= Benjamin Holman =

American journalist

Benjamin F. Holman (1930 – January 20, 2007) was a pioneering American newspaper and television reporter.

Holman was born in Columbia, South Carolina. His father died when he was four years old, and his mother moved with him and his sister to Bloomfield, New Jersey. As a young man, he hoped to combine his love for writing, music, and engineering by creating musical theater. Before he graduated from high school, however, he had decided to become a journalist.

Holman attended Lincoln University in Pennsylvania before transferring to the University of Kansas. There, he graduated first in his class with a degree in journalism. Afterward, he pursued graduate studies at the University of Chicago.

### Data records
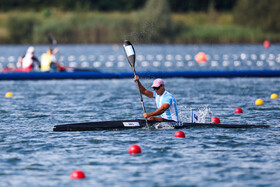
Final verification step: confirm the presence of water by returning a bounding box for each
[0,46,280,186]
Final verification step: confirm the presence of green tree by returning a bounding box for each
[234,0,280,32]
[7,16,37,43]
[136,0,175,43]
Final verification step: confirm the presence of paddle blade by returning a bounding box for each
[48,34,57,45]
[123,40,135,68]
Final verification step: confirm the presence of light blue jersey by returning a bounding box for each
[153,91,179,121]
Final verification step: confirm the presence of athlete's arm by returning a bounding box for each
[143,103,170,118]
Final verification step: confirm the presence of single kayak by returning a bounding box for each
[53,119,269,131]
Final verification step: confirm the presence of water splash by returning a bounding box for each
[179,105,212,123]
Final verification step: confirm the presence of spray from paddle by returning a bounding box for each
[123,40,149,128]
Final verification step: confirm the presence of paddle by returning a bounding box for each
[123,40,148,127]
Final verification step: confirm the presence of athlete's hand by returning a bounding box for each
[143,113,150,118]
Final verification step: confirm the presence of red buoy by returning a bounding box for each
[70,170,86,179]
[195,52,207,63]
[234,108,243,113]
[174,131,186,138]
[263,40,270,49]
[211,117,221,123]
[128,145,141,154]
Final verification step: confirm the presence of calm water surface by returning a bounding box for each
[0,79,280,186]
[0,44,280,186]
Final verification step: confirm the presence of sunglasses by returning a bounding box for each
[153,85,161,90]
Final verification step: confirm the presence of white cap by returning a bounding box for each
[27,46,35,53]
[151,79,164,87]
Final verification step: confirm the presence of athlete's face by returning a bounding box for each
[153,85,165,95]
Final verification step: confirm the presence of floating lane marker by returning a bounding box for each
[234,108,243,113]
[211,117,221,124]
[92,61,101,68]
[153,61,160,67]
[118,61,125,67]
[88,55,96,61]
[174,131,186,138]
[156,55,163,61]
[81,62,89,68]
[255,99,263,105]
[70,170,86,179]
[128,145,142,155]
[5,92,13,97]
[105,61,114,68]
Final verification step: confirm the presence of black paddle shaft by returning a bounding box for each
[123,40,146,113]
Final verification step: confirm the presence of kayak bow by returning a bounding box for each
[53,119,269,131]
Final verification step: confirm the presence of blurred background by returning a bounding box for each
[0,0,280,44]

==

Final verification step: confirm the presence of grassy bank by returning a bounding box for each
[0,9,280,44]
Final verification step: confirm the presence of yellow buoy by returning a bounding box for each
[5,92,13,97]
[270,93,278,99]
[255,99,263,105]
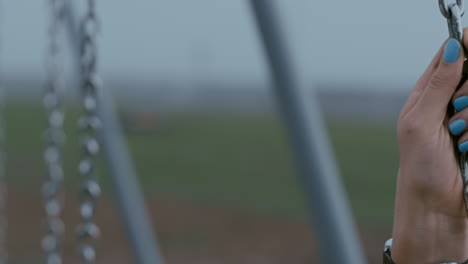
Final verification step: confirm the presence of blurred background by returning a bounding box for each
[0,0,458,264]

### Assignment A
Repeat the part of the Benjamin Holman biography that begins at the words "Holman was born" and stops after the words "become a journalist.".
### Assignment B
According to the Benjamin Holman biography, at which university did Holman earn his journalism degree?
### Assignment C
Take the Benjamin Holman biography further, picking up after its last sentence.

### Answer space A
Holman was born in Columbia, South Carolina. His father died when he was four years old, and his mother moved with him and his sister to Bloomfield, New Jersey. As a young man, he hoped to combine his love for writing, music, and engineering by creating musical theater. Before he graduated from high school, however, he had decided to become a journalist.

### Answer space B
The University of Kansas.

### Answer space C
Holman worked for the Chicago Daily News and CBS News; he was one of the nation's few prominent black journalists. Afterward, Holman spent eight years working for the administrations of Richard Nixon and Gerald Ford as director of community relations, during which he helped mediate racial disputes. He was also the assistant attorney general for the Justice Department; therefore, he was the highest-ranking African-American.

In 1979, he began teaching in the journalism department of the University of Maryland, College Park. Holman helped shape the university's Philip Merrill College of Journalism, and retired in 2004. He died on January 20, 2007, of complications from emphysema and congestive heart failure at George Washington University Hospital.